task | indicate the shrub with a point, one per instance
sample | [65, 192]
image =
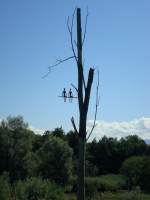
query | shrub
[145, 176]
[4, 187]
[56, 160]
[38, 189]
[132, 168]
[101, 184]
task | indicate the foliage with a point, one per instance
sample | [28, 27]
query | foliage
[38, 189]
[16, 148]
[132, 168]
[101, 184]
[56, 160]
[5, 193]
[145, 176]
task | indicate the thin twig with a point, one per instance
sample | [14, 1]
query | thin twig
[96, 108]
[58, 62]
[85, 28]
[73, 124]
[74, 87]
[70, 29]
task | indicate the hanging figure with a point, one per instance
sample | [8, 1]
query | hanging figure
[70, 95]
[64, 94]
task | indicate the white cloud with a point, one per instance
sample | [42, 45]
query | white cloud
[140, 127]
[36, 130]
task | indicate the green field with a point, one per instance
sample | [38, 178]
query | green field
[116, 196]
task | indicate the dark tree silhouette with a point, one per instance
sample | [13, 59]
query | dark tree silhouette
[84, 91]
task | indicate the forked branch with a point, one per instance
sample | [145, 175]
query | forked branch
[74, 125]
[58, 62]
[96, 108]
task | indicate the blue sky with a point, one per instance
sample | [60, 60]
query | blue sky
[33, 34]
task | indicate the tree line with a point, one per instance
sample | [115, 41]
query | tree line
[53, 155]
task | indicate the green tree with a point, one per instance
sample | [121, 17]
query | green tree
[56, 160]
[133, 169]
[145, 175]
[16, 155]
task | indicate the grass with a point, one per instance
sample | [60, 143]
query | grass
[124, 195]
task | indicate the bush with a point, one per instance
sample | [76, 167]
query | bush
[145, 176]
[4, 187]
[132, 168]
[38, 189]
[56, 160]
[101, 184]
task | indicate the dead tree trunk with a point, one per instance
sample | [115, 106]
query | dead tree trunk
[84, 91]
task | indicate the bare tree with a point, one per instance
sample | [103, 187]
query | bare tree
[84, 91]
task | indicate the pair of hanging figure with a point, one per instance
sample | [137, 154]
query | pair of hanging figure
[70, 95]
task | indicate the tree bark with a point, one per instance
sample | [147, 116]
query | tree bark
[83, 101]
[81, 169]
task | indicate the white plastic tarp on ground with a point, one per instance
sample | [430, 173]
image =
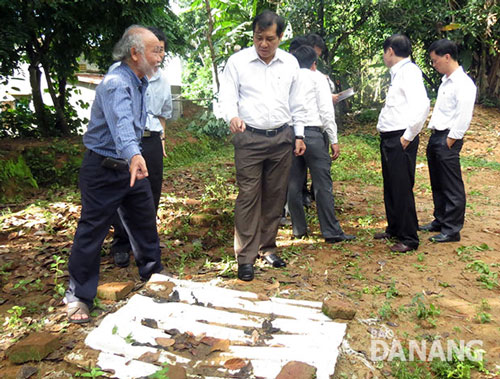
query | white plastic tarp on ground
[300, 331]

· · · ·

Could you give all the records again, exactly, minus the pictures?

▶ [ANSWER TO THE PROBLEM]:
task | indicate the shrub with a point, one per instance
sample | [65, 192]
image =
query | shrub
[145, 176]
[4, 187]
[56, 160]
[38, 189]
[132, 168]
[101, 184]
task | indicate the foliage with a point, one per instance
sample | [28, 27]
query | foliage
[38, 189]
[16, 148]
[132, 168]
[101, 184]
[56, 160]
[5, 193]
[145, 176]
task | indicate the thin twig with a point, one per instance
sample | [14, 1]
query | thin twig
[96, 108]
[58, 62]
[85, 28]
[73, 124]
[74, 87]
[70, 29]
task | indicate the hanging figure with a point, one per instance
sample | [8, 1]
query | hanging figure
[70, 95]
[64, 94]
task | indicate the white cloud with a point, one per instance
sample | [42, 45]
query | white cloud
[140, 127]
[36, 130]
task | indicate the green field with a point, one per instance
sample | [38, 178]
query | green field
[116, 196]
task | indicate the dark tree silhouette with a point, one per instance
sample | [13, 59]
query | dark tree silhouette
[84, 91]
task | indicate the forked branch with a point, one per instance
sample | [145, 175]
query | forked branch
[74, 125]
[58, 62]
[96, 108]
task | indicate the blue sky with a point, one per instance
sample | [60, 60]
query | blue sky
[33, 34]
task | indicate the tree line with a point, one per instance
sample | [115, 41]
query | tree line
[53, 155]
task | indicate the green tree with a point, one per instance
sample | [121, 17]
query | green tree
[56, 160]
[133, 169]
[145, 175]
[16, 155]
task | indicate the grass with a point, one per instance
sample | [60, 143]
query | grass
[124, 195]
task | indicate the bush with a point, one per instance
sample | [76, 167]
query | bush
[145, 176]
[4, 187]
[132, 168]
[38, 189]
[56, 160]
[101, 184]
task | indicate the dead tree trunk with a point, one per instance
sample | [115, 106]
query | dead tree trunk
[84, 91]
task | indicate the bare tree with a point, one per instance
sample | [103, 187]
query | bare tree
[84, 91]
task | indicate the pair of hanging figure with a point, one per instance
sample | [137, 154]
query | pair of hanging figure
[70, 95]
task | indicate the tree bark with a point, one per instance
sample | [147, 116]
query | tree bark
[83, 101]
[81, 169]
task | indicate the white plastic tarp on ground with a point, one per instance
sample | [430, 173]
image =
query | white plastic tarp on ground
[300, 331]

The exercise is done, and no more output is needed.